- Text provided

--*--

That year, so troubled in Italy, incongruous as it may seem to us, had been proclaimed by the Pope a year of Jubilee, not without some intention that the Papal coffers should benefit from the faithful, then eager to express their piety and their thankfulness for the passing of the plague. To gain the indulgence of the Jubilee it was necessary to spend fifteen days in Rome. On April 17, 1350, the commune of Florence prayed the Papal Legate, partly, no doubt, on account of the unsettled condition of the City, and partly, perhaps, that Florence itself might not be long without as many citizens as possible, to reduce the term of fifteen days to eight for all Florentines and for those who dwelt in the contado.[405]
THE STORY OF GRISELDA. (DEC. X, 10.)
ii. Her two children are taken from her, she is divorced, stripped, and sent back to her father's house. From the picture in the National Gallery by (?) Bernardino Fungai.
Now Petrarch, always a man of sincere piety, and especially at this time when he was mourning for Laura, had spent the earlier months of the year in Padua, Parma, and Verona. On February 14, the feast of S. Valentine, he had been present at the translation of the body of S. Anthony of Padua from its first resting-place to the church just built in its honour—Il Santo. On June 20 he had taken formal possession of his archdeaconry in Parma; and so it was not till the beginning of October that he set out, alone, on pilgrimage for Rome to win the indulgences of the Jubilee. As it happened, he travelled by way of Florence, entering that city for the first time about the middle of the month, and there, as is generally supposed, for the first time too, he met Boccaccio face to face.[406]
Petrarch, born in Arezzo on July 20, 1304, was nine years older than Boccaccio, and differed from him so much both in intellect and character that the two friends may almost be said to complement one another. Of a very noble nature, Petrarch was nevertheless introspective, jealous of his reputation, and absolutely personal in his attitude towards life, of which, as his work shows, he was in many ways so shy. Nor was he without a certain puritanism which was his weakness as well as his strength. As a scholar he was at this time, as he always remained, incomparably Boccaccio's superior. For Boccaccio the ancient world was a kind of wonder and miracle that had no relation to himself or to the modern world. But Petrarch regarded antiquity almost as we do, and, though necessarily without our knowledge of detail, such as it is, with a real historic sense—as a living thing with which it was possible, though hardly, to hold communion, by which it was possible to be guided, governed, and taught, a reality out of which the modern world was born.

--*--

- Data shown
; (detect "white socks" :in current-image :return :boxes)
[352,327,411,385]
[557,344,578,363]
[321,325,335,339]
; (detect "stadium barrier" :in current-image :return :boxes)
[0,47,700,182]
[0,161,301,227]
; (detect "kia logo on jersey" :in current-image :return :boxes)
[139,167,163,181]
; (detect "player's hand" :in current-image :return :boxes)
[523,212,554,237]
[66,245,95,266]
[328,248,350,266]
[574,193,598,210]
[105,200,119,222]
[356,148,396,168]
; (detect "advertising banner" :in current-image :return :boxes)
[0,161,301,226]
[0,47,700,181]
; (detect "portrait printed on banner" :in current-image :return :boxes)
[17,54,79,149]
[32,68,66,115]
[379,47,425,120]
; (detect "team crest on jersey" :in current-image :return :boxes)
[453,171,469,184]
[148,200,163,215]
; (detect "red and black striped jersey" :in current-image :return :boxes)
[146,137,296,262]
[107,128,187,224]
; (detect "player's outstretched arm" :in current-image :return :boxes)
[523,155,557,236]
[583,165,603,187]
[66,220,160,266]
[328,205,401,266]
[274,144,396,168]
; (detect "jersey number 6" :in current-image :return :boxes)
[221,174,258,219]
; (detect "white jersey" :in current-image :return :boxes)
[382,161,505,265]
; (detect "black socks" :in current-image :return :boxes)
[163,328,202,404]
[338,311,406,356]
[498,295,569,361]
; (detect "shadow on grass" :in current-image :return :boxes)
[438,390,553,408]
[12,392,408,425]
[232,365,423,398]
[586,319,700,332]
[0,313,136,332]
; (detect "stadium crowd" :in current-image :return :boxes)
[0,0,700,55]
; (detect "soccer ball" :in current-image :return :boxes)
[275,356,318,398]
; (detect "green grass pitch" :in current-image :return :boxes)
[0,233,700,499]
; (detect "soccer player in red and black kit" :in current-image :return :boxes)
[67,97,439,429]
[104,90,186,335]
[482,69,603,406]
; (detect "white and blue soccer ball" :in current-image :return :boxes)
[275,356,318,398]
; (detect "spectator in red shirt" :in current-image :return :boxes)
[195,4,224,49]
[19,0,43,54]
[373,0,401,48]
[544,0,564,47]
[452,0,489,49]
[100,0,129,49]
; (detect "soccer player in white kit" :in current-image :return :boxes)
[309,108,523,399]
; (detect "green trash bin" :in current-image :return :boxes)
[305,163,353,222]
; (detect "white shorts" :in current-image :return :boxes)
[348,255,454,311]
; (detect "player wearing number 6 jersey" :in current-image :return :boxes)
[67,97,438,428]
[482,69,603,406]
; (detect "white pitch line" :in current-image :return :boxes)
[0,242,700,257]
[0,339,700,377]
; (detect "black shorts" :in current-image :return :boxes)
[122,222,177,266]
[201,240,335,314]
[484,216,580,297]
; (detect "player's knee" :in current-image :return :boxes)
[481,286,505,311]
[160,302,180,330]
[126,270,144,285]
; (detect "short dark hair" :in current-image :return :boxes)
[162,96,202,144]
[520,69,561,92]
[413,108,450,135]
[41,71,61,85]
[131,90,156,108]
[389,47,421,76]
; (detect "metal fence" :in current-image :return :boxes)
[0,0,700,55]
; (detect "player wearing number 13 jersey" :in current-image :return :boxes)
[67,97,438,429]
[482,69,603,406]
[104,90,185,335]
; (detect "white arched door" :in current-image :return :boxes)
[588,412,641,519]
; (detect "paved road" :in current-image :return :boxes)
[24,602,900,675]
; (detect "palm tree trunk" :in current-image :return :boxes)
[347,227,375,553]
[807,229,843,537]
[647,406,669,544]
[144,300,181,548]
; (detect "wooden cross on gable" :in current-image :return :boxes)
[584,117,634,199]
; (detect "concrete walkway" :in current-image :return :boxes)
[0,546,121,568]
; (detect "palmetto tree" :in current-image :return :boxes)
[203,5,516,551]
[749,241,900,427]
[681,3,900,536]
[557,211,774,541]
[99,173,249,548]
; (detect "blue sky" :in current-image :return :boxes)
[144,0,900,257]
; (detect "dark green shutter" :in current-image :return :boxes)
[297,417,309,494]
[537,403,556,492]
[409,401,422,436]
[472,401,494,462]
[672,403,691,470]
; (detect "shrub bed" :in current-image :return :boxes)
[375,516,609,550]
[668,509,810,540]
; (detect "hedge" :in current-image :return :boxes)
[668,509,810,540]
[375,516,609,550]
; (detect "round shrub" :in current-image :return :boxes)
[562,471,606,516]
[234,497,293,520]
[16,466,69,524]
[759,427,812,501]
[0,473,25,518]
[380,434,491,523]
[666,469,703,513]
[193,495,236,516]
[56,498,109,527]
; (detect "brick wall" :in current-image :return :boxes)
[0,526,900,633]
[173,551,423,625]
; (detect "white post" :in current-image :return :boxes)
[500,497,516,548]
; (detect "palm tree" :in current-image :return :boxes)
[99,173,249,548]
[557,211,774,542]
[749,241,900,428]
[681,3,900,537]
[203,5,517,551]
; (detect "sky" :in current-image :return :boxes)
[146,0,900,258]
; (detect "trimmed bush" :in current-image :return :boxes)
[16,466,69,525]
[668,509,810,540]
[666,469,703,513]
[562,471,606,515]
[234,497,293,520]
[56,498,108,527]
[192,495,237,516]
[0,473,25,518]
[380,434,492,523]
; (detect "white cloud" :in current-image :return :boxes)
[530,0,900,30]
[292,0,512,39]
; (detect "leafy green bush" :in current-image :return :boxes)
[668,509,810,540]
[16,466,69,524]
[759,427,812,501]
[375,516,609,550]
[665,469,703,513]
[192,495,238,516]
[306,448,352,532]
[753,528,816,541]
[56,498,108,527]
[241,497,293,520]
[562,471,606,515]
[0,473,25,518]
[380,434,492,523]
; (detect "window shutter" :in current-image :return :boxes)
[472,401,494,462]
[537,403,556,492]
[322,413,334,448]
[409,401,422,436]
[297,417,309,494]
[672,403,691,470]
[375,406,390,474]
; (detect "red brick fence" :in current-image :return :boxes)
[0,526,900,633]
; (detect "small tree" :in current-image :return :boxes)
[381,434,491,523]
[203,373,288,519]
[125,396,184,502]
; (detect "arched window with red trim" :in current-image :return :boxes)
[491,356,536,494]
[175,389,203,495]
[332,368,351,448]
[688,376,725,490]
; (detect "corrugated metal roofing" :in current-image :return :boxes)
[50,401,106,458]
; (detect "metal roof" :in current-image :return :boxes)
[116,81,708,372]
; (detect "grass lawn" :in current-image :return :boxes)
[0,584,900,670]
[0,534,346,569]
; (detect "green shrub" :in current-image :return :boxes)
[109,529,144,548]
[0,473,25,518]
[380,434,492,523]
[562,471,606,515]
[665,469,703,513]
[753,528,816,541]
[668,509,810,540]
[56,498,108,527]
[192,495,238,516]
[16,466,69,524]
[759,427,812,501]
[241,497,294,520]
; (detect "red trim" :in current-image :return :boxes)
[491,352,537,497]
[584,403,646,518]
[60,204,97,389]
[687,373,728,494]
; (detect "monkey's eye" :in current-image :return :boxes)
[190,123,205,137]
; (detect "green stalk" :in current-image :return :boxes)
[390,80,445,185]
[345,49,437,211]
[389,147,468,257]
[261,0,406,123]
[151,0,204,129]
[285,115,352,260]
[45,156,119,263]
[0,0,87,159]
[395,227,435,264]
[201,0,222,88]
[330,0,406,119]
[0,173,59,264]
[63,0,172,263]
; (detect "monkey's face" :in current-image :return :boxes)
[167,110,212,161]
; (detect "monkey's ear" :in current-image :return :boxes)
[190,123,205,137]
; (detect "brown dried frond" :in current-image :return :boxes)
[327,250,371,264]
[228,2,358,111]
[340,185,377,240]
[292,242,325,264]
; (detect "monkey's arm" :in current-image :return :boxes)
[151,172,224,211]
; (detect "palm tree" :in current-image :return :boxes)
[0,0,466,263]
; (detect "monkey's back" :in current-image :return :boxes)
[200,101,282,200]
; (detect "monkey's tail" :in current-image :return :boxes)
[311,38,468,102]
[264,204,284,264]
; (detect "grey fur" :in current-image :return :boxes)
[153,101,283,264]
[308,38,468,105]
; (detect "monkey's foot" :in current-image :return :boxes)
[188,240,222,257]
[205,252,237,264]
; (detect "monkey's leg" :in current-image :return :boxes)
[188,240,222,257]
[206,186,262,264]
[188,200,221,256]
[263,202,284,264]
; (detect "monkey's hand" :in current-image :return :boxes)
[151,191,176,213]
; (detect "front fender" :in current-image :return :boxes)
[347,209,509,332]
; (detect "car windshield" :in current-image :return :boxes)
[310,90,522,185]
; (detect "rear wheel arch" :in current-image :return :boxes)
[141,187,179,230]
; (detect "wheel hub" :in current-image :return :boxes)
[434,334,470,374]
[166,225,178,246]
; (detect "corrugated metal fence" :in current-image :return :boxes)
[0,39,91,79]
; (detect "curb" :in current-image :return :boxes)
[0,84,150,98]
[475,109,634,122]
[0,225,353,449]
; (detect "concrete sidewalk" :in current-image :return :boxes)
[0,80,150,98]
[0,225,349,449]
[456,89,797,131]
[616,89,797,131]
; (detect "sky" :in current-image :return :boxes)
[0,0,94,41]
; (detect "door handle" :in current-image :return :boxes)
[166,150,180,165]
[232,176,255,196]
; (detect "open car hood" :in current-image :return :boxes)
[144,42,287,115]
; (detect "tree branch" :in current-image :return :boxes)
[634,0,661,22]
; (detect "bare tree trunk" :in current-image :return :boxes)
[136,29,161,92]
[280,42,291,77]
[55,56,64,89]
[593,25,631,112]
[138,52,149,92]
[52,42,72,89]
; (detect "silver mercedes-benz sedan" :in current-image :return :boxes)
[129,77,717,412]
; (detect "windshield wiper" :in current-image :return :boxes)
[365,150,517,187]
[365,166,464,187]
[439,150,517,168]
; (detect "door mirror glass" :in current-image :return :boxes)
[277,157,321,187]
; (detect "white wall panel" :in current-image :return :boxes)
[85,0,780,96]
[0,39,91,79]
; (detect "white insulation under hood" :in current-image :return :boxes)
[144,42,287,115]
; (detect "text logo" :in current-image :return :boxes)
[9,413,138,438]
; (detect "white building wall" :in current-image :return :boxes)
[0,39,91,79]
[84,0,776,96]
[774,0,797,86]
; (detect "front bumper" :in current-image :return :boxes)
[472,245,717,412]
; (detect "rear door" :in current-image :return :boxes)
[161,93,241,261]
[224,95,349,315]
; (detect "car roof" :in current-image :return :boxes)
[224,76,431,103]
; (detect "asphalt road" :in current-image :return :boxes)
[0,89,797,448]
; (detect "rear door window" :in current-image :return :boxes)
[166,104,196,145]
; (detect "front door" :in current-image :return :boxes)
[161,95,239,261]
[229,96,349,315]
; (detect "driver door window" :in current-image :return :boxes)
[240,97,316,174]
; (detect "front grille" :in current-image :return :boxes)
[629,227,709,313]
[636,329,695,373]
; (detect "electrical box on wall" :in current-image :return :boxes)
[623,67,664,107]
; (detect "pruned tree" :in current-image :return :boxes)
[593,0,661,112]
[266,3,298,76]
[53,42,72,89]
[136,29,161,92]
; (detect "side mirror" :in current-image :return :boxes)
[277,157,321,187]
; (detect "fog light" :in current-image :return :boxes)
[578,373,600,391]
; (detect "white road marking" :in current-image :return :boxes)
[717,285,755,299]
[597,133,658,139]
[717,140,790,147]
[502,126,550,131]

--*--

- The tasks
(a) Reproduce the passage about Petrarch and Boccaccio starting at "That year, so" and ending at "(DEC. X, 10.)".
(b) According to the passage about Petrarch and Boccaccio, on what date did Petrarch take formal possession of his archdeaconry in Parma?

- Answers to the exercise
(a)
That year, so troubled in Italy, incongruous as it may seem to us, had been proclaimed by the Pope a year of Jubilee, not without some intention that the Papal coffers should benefit from the faithful, then eager to express their piety and their thankfulness for the passing of the plague. To gain the indulgence of the Jubilee it was necessary to spend fifteen days in Rome. On April 17, 1350, the commune of Florence prayed the Papal Legate, partly, no doubt, on account of the unsettled condition of the City, and partly, perhaps, that Florence itself might not be long without as many citizens as possible, to reduce the term of fifteen days to eight for all Florentines and for those who dwelt in the contado.[405]
THE STORY OF GRISELDA. (DEC. X, 10.)

(b) June 20